## YOUR ASSIGNMENT
Please print each of the entries below exactly.

---- DATA

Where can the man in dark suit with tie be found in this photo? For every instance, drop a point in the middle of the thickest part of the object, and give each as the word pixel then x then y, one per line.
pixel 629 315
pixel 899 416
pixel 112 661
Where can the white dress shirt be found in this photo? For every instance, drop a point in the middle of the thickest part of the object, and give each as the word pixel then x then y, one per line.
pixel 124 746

--------

## EXERCISE OUTPUT
Where can the man in dark suit with tie be found in this photo? For every instance, drop a point in the middle of the thickest part of the object, and give each as the word pixel then x then y, one per line.
pixel 629 315
pixel 899 416
pixel 112 661
Where can the white dress shirt be found in this photo? For every instance, drop a point in the middle of the thickest part of the object, and give each as the word pixel then x then y, one per line.
pixel 124 746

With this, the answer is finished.